=== Selected excerpt ===
:::::

Three nations have pulled out of an economic union in West Africa that also tries to advance democracy in the region. The development, which causes concern about the stability and prosperity in that region, can be traced back to President Barack Obama’s unauthorized and unwise drive-by regime-change war in Libya.
Mali, Niger, and Burkina Faso are all run by military governments after experiencing coups in recent years, and the Economic Community of West African States has sanctioned the juntas for their undemocratic actions. In response to the painful sanctions, the three nations have pulled out of ECOWAS.
“West African commentators said the countries’ departure could affect trade relations and regional stability and cause pain in the other direction too, on the bloc’s remaining 12 member states,” the New York Times reported.
Mali experienced a series of coups over recent years, and these were caused directly by Obama’s regime-change war in Libya.
Nick Turse at the Intercept explains: “In 2011, when a U.S.-backed uprising in Libya toppled autocrat Muammar Gaddafi, Tuareg fighters in his service looted the regime’s weapons caches, traveled to their native Mali and began to take over the northern part of that country. Angered by the ineffective response of his government, Amadou Sanogo … took matters into his own hands and overthrew his country’s democratically elected government.”

:::::

=== Complete the following ===
**a.** Say whether each statement agrees with the passage on the ECOWAS withdrawal, answering yes or no and quoting the words of the passage that decide it: (i) Mali, Niger, and Burkina Faso are governed by military regimes; (ii) ECOWAS keeps 15 member states after the departures; (iii) the Tuareg fighters traveled from Mali to Libya.
**b.** Carry on the passage on the ECOWAS withdrawal, picking up after its final sentence.
The rows after this point come from a separate source.

=== Stored rows ===

:::::

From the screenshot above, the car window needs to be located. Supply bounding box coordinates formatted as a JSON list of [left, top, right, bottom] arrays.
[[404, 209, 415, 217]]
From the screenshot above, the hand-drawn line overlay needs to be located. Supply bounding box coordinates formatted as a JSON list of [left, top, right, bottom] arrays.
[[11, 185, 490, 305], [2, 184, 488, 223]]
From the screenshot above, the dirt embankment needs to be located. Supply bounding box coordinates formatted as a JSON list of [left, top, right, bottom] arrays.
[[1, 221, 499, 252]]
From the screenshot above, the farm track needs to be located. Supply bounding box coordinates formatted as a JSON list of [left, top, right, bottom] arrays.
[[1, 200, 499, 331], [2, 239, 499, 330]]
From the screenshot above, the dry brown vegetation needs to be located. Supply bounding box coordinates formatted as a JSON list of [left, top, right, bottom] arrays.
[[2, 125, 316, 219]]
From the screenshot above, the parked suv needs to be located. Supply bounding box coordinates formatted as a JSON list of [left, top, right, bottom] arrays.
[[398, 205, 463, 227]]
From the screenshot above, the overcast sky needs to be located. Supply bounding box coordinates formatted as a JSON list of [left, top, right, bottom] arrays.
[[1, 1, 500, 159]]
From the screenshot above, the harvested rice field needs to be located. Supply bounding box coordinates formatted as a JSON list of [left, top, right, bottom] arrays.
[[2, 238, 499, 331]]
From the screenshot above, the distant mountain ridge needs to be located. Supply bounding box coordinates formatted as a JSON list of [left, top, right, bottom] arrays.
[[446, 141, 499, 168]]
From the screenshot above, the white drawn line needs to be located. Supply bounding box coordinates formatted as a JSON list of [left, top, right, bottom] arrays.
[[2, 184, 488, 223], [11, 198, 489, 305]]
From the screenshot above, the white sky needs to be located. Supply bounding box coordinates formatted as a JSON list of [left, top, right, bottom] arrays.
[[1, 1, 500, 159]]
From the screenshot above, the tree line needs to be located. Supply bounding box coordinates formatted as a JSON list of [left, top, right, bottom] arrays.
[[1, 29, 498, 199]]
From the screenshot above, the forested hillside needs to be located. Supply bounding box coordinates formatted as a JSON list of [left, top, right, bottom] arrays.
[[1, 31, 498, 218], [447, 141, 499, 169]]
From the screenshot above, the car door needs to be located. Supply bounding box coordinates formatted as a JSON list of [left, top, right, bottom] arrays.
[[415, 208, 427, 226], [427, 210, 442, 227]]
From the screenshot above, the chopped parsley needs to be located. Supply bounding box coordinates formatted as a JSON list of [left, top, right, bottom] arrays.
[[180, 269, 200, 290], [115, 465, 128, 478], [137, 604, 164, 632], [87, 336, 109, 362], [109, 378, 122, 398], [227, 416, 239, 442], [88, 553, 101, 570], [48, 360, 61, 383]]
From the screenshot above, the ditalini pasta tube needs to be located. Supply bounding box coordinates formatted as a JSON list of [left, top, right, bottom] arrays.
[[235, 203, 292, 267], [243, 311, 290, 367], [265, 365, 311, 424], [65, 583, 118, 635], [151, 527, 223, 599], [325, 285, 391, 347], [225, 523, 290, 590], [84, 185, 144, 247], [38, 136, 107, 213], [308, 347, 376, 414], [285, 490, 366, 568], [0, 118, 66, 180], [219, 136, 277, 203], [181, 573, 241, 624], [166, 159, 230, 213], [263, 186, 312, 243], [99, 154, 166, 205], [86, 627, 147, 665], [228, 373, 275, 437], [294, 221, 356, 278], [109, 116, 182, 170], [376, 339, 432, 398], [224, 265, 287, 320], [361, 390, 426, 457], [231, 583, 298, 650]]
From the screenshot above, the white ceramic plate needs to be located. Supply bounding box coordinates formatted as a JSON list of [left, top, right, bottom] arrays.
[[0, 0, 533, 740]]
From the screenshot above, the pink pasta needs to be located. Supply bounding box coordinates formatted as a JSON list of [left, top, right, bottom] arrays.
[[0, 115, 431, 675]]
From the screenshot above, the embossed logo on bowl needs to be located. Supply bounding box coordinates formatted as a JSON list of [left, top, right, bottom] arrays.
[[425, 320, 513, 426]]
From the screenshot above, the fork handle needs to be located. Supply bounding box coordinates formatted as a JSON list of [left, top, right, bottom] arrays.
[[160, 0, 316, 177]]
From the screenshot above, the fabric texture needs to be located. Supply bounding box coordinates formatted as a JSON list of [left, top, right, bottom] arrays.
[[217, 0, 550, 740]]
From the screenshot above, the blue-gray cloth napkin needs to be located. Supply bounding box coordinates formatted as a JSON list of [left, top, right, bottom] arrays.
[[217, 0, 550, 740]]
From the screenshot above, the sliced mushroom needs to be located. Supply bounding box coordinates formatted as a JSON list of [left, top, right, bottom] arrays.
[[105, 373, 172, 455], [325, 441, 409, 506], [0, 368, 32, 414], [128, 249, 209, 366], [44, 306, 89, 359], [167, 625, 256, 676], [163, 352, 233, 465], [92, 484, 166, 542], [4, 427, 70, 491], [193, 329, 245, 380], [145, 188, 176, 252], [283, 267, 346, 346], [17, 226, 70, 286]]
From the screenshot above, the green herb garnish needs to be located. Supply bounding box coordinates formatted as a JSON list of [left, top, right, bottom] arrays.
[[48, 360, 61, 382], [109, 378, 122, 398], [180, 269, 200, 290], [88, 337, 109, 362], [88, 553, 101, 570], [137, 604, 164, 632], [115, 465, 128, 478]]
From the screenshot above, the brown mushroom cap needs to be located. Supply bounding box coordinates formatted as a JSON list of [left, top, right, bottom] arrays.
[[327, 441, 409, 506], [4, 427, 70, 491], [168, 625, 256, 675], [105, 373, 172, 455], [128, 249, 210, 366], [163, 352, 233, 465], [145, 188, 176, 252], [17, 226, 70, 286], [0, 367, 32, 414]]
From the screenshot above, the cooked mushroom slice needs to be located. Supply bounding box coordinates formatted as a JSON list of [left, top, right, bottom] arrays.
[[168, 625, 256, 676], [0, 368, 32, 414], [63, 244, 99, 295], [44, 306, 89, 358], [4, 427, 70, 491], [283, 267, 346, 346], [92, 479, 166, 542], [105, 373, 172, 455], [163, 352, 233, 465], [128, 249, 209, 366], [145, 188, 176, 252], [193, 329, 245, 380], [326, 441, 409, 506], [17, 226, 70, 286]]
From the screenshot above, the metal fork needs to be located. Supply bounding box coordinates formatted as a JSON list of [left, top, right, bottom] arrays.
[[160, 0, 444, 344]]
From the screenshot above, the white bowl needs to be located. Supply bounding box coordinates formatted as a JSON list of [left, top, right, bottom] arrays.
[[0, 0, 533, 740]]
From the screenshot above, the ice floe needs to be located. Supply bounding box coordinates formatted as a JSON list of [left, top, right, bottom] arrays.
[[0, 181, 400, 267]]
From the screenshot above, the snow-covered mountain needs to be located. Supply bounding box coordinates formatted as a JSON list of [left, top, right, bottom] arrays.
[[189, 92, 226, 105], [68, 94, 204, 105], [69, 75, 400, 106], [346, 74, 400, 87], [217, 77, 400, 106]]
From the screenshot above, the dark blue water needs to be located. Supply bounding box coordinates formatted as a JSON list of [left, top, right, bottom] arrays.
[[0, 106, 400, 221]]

:::::

=== Results of the tasks ===
**a.**
(i) Yes: "Mali, Niger, and Burkina Faso are all run by military governments"
(ii) No: "on the bloc’s remaining 12 member states"
(iii) No: "traveled to their native Mali and began to take over the northern part of that country"

**b.**
The chaos and terrorism caused by deposing Gadhafi spread to Niger.
In 2016, Burkina Faso began “to see a surge in militant attacks,” as reported in Foreign Policy magazine. “The violence spilled over from neighboring Mali in the wake of the 2011 U.S.- and NATO-backed revolution in Libya that toppled longtime Libyan dictator Muammar al-Qaddafi and contributed to the 2012 political destabilization of Mali.”
(The Foreign Policy article also notes that the military that conducted the recent coup was armed by the U.S. beginning in 2009.)
Obama waged his drive-by regime-change war in Libya without any congressional authorization. He should have known better than to do this, because Obama spoke against the Iraq War, and predicted unintended negative consequences, as early as 2002.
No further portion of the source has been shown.